## begin The records

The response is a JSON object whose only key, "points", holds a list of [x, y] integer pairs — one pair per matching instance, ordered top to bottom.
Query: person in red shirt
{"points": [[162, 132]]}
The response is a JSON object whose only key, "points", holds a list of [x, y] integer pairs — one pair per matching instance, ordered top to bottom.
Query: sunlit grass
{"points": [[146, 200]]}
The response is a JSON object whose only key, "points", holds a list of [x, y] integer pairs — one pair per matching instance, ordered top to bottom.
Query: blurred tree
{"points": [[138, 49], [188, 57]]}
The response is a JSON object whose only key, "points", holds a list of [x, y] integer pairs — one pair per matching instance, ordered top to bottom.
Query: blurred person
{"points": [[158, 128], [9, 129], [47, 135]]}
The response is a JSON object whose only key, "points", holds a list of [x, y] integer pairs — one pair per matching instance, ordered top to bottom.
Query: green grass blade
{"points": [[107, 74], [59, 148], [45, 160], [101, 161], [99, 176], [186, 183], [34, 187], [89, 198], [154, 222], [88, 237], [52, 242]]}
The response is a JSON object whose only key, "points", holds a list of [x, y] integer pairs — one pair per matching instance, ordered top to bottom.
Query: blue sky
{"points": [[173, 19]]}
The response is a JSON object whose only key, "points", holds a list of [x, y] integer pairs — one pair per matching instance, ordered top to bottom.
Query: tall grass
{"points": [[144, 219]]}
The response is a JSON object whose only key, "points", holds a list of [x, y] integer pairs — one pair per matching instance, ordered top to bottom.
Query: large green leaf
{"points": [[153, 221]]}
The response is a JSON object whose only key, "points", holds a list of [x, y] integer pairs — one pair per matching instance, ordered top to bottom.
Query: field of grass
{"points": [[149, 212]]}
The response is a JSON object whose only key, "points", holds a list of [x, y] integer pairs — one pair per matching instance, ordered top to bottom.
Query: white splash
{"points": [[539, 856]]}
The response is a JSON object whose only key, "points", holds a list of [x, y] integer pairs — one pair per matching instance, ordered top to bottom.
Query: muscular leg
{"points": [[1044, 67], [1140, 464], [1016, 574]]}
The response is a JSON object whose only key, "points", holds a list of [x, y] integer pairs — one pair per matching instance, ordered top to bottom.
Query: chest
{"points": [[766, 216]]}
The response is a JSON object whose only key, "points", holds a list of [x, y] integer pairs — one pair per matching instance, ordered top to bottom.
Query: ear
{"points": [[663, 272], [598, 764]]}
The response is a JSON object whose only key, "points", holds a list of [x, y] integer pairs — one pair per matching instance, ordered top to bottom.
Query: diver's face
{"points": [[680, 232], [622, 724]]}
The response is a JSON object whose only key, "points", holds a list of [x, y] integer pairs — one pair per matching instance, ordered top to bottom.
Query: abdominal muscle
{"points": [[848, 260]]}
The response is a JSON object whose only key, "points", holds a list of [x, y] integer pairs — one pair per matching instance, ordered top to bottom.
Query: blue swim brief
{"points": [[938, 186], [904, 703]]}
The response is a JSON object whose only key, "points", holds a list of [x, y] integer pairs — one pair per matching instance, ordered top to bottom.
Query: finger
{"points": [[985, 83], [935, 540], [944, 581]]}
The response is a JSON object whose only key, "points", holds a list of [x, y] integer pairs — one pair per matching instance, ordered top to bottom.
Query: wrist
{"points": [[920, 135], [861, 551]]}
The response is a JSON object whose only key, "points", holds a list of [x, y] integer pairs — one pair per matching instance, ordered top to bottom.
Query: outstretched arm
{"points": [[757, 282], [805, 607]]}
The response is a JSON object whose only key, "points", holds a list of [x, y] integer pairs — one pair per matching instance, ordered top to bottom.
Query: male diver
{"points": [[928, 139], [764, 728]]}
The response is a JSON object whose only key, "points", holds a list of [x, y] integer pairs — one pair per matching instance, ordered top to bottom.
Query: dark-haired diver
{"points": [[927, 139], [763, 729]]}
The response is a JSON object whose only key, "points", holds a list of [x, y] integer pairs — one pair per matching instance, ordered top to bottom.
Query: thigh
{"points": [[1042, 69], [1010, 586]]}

## end The records
## begin The records

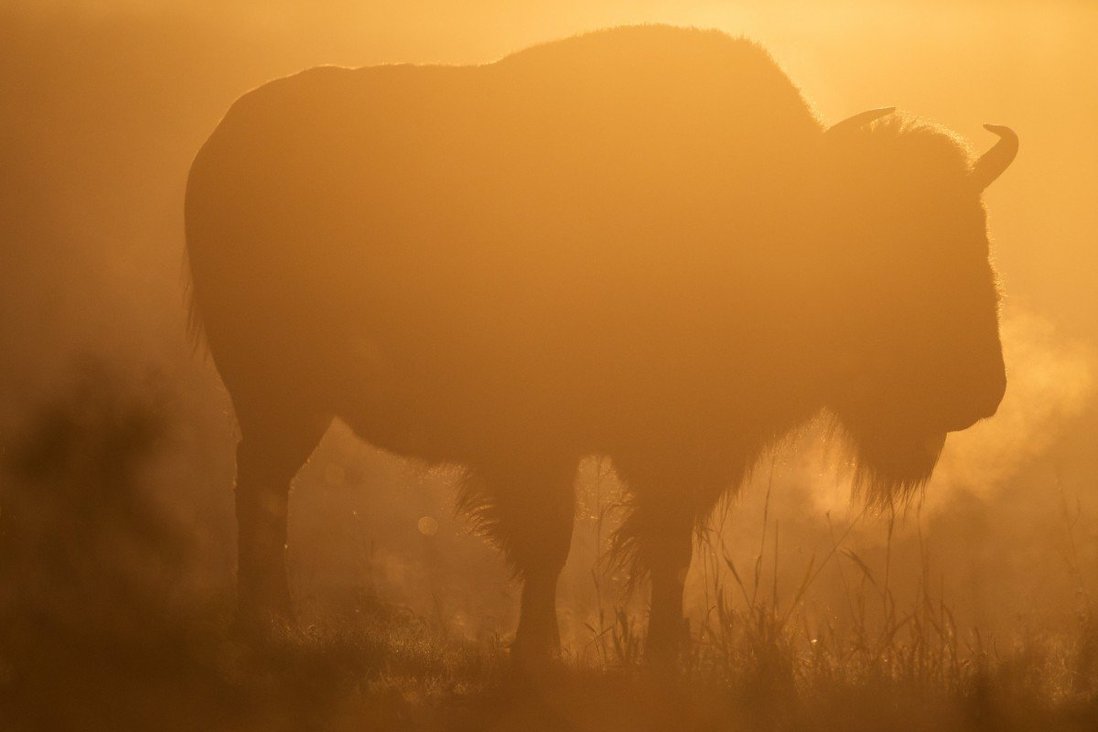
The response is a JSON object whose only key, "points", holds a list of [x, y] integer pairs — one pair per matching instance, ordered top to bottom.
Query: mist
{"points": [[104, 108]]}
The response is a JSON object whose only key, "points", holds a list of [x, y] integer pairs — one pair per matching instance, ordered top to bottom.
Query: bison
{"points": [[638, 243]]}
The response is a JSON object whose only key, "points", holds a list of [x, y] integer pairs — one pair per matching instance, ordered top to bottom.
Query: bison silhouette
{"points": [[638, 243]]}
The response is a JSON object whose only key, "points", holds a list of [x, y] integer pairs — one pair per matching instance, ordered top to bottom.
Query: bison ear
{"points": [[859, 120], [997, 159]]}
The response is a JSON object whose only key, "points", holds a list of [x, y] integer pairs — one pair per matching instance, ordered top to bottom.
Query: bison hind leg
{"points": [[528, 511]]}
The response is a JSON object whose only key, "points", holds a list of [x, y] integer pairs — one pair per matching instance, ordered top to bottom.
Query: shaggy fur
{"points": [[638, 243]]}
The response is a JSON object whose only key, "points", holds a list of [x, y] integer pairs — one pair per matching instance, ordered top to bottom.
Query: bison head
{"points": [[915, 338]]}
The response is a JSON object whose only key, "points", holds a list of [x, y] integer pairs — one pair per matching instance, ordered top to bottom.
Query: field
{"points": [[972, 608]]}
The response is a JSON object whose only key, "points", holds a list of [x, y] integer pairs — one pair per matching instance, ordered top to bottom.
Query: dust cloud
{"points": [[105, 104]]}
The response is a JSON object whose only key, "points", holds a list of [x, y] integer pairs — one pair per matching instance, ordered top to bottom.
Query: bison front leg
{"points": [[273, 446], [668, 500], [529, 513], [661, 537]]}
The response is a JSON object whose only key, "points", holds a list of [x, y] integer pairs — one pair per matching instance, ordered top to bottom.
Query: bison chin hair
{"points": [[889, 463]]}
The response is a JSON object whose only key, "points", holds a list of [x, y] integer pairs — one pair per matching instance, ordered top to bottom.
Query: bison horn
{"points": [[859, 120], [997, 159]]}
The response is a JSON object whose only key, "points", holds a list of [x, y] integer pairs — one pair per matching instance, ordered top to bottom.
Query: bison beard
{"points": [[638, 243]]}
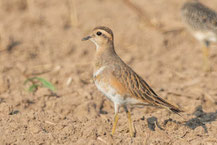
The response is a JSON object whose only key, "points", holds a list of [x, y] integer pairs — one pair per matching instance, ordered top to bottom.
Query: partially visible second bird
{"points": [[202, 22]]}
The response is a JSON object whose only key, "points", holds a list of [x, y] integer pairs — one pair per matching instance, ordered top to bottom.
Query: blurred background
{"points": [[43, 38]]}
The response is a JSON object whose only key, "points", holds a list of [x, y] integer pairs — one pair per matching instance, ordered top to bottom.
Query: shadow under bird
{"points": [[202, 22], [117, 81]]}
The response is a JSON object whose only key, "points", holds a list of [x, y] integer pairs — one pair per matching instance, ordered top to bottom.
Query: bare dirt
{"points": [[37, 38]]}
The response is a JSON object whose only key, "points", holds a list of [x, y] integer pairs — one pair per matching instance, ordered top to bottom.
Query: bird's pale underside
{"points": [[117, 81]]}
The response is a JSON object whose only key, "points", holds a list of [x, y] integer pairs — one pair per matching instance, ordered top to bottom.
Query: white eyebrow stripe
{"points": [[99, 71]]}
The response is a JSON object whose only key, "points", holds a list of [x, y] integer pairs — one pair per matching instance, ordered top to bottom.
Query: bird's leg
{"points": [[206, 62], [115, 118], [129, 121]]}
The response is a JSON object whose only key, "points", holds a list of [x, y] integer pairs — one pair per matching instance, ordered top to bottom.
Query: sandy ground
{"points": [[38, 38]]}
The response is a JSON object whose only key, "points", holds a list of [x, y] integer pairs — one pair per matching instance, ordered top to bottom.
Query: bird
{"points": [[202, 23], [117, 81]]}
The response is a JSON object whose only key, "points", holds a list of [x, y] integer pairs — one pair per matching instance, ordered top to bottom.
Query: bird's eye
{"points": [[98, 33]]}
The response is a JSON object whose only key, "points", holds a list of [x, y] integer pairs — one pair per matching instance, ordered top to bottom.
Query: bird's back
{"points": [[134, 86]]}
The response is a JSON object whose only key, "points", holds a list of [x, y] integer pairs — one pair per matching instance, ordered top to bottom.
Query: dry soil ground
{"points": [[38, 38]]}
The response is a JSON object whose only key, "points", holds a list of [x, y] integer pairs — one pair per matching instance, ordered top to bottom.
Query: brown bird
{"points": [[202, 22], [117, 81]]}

## end The records

→ **Exercise**
Please select every line in the items above that contains the word "person", and treat case as significant.

→ **Response to this task**
Query: person in red shirt
Query: blurred person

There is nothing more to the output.